(WORK INSTRUCTIONS):
Below are some entries. Repeat exactly the lines from the one with "Target: doorway" through the one with "Locate the wooden", and only those.

# # # # # # #

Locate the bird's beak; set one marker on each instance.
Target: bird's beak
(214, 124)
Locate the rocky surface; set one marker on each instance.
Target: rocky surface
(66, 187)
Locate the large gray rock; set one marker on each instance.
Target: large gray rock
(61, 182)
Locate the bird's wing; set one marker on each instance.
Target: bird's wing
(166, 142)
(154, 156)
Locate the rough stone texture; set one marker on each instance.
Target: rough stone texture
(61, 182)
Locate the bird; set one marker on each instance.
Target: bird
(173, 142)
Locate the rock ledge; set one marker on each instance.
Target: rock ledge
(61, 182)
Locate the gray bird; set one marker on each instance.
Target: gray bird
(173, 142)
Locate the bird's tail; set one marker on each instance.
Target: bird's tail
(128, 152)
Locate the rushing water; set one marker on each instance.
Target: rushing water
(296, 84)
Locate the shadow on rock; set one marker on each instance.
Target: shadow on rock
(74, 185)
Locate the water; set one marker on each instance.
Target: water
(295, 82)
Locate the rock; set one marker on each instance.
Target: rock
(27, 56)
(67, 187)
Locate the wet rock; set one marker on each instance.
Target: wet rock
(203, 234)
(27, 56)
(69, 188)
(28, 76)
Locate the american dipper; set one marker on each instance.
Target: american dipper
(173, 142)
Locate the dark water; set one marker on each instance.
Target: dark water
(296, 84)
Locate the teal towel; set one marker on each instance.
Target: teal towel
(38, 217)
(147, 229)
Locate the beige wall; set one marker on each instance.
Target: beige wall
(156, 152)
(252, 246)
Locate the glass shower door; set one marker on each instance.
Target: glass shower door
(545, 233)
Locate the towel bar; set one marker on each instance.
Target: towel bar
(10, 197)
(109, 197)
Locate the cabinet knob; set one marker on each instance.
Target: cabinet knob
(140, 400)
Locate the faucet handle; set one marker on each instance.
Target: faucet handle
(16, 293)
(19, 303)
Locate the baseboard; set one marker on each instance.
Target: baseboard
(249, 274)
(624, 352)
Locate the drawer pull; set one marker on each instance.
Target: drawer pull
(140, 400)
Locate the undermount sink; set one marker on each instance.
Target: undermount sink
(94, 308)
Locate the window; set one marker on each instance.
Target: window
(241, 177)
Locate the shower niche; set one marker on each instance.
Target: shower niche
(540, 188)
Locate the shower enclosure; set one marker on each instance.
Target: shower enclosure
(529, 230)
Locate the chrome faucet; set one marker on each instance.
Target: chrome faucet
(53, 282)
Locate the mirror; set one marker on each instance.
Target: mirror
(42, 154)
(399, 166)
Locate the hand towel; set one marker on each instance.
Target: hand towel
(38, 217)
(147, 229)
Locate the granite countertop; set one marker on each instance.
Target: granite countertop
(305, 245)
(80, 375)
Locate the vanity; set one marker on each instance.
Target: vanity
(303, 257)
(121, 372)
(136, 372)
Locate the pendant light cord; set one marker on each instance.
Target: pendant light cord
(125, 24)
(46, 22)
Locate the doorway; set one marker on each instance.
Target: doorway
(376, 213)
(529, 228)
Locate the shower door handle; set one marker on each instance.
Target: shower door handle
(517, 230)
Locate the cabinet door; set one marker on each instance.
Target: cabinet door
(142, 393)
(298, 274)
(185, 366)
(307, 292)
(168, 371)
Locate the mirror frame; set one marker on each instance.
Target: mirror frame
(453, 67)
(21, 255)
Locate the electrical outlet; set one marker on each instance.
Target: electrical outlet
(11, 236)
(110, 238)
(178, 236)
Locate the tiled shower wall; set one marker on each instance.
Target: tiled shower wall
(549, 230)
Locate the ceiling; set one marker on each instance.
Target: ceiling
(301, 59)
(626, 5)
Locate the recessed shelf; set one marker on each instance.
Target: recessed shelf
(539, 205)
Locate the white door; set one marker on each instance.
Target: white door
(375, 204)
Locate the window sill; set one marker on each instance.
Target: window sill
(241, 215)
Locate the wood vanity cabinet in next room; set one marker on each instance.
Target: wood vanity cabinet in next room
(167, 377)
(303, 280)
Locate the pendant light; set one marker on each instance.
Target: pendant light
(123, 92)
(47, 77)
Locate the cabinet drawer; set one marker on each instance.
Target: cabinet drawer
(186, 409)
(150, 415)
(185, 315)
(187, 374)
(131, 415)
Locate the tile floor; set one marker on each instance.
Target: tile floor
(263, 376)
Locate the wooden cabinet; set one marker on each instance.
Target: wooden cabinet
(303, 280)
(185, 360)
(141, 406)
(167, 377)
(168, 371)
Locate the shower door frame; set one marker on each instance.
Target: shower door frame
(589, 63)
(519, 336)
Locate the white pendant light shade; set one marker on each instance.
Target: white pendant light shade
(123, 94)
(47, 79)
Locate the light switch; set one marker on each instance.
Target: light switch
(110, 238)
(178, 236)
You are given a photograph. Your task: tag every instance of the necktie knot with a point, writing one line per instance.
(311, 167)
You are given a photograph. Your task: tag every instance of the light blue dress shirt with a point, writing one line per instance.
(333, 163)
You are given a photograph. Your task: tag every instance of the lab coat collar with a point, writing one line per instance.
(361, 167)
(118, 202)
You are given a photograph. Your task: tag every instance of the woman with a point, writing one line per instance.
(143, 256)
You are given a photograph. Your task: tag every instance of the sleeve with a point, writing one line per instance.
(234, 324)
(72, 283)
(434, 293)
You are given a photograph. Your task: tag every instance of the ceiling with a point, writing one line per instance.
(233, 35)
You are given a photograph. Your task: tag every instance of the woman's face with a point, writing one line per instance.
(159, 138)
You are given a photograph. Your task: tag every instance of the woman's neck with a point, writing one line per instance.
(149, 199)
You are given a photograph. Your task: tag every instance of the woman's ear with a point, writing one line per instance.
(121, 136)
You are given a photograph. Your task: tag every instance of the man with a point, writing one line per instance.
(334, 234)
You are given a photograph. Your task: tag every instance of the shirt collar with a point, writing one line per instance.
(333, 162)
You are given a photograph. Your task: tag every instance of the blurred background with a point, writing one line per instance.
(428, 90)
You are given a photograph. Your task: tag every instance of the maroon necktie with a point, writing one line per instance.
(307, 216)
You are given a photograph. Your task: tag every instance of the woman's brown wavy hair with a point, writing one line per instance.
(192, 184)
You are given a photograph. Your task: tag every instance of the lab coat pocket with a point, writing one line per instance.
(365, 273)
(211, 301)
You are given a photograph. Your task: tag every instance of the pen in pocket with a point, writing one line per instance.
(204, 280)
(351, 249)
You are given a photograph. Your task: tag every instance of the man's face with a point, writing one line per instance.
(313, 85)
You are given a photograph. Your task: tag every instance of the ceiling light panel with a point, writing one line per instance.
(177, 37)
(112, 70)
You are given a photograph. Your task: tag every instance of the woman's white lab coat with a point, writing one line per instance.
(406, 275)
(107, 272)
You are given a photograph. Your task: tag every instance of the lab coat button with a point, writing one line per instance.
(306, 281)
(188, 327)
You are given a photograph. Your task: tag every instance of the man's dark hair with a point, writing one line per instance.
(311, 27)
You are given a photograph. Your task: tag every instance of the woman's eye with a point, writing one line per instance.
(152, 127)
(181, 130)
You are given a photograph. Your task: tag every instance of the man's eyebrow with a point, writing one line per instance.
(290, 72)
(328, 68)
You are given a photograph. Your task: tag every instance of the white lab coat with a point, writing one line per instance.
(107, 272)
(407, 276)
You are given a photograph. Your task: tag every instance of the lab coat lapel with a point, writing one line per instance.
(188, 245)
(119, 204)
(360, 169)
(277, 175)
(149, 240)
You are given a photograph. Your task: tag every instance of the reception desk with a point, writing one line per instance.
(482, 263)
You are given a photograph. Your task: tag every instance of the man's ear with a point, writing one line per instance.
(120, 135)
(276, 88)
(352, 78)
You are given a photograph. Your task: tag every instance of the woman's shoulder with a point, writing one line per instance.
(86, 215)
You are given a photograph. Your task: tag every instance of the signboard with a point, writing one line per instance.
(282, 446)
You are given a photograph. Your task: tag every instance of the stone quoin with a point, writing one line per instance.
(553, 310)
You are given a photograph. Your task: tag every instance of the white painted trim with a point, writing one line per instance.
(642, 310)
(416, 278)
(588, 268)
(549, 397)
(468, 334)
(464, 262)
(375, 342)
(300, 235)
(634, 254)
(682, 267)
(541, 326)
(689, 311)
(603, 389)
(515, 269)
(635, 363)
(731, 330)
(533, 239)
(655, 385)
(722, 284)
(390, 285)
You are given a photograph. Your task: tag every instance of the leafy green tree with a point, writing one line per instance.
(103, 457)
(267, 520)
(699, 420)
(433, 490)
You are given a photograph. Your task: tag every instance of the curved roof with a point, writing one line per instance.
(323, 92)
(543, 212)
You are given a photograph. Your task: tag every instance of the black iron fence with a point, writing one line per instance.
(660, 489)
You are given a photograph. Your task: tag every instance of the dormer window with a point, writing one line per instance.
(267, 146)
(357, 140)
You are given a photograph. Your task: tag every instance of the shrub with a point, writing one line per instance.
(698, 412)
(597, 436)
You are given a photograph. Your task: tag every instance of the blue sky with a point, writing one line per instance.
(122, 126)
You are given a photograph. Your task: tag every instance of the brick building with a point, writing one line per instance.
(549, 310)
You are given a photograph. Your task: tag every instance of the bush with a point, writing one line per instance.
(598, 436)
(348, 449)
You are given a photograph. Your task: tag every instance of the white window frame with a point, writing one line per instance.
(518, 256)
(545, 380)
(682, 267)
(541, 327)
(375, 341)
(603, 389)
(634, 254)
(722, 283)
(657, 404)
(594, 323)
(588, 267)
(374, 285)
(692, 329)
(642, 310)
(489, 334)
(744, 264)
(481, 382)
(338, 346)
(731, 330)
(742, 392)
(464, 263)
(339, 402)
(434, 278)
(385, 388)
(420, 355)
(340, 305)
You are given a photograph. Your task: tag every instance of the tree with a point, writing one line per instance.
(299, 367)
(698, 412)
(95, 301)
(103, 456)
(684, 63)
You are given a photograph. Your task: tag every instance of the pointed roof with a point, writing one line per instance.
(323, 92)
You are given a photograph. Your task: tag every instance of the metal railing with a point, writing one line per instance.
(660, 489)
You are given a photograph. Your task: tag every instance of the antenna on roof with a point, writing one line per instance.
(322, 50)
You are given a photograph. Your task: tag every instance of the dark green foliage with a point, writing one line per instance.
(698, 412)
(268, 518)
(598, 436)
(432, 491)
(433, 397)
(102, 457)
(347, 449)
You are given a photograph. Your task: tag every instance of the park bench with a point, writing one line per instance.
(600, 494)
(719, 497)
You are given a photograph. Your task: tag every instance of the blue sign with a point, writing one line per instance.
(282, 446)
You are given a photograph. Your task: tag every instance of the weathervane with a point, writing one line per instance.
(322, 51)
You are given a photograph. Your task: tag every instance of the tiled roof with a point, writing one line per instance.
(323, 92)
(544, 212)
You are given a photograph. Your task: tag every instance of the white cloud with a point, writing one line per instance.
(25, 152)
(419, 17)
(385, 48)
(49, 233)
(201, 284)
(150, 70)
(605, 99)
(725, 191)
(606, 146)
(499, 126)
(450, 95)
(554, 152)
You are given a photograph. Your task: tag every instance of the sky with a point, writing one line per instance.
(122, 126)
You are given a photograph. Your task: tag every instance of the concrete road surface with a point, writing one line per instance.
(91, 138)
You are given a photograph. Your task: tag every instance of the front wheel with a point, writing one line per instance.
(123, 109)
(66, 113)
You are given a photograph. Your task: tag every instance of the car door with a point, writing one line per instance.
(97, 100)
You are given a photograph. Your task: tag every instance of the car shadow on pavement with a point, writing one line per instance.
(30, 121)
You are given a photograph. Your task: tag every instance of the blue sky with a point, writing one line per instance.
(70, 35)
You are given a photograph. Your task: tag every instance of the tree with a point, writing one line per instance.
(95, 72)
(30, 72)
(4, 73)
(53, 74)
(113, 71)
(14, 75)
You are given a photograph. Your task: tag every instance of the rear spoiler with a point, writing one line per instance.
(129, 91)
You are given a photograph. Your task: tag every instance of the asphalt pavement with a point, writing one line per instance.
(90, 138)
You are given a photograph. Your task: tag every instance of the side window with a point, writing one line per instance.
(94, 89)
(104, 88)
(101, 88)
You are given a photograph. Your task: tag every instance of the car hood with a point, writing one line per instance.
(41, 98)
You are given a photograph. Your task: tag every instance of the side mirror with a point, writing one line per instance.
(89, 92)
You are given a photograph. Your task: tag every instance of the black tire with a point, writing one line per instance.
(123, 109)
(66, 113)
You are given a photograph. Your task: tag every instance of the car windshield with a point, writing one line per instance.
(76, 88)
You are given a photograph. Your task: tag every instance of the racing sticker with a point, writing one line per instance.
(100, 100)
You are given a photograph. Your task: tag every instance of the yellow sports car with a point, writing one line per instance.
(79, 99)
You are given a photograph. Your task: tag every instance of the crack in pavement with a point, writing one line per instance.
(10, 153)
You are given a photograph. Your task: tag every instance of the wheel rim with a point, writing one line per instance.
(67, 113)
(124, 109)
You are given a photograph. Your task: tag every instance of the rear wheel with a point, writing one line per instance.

# # # # # # #

(RESPONSE BELOW):
Target: doorway
(376, 213)
(529, 228)
Locate the shower door handle; set one marker on each instance.
Target: shower door handle
(517, 230)
Locate the cabinet door; set one marker on each instance.
Target: cabinet door
(142, 393)
(298, 274)
(185, 366)
(307, 292)
(168, 371)
Locate the mirror frame; set one marker on each instance.
Target: mirror frame
(453, 67)
(21, 255)
Locate the electrical outlet; set one marker on each instance.
Target: electrical outlet
(11, 236)
(110, 238)
(178, 236)
Locate the tiled shower wall; set one marker on each instance.
Target: tiled shower wall
(549, 230)
Locate the ceiling; set one marker on each instance.
Target: ceiling
(301, 59)
(626, 5)
Locate the recessed shelf; set one marker on each instance.
Target: recessed shelf
(539, 205)
Locate the white door; set one marker on each instance.
Target: white door
(375, 204)
Locate the window sill; set one marker on each instance.
Target: window sill
(241, 215)
Locate the wood vanity cabinet in next room; set one marker on each instance.
Target: wood vanity cabinet in next room
(167, 377)
(303, 280)
Locate the pendant light; set one marker on each instance.
Target: pendant light
(123, 92)
(47, 77)
Locate the cabinet drawer; set one marker on each instance.
Target: cabinet drawer
(186, 409)
(150, 415)
(185, 315)
(187, 374)
(131, 415)
Locate the tile floor; set one marker on each instance.
Target: tile floor
(263, 376)
Locate the wooden cabinet; set one marker on each instance.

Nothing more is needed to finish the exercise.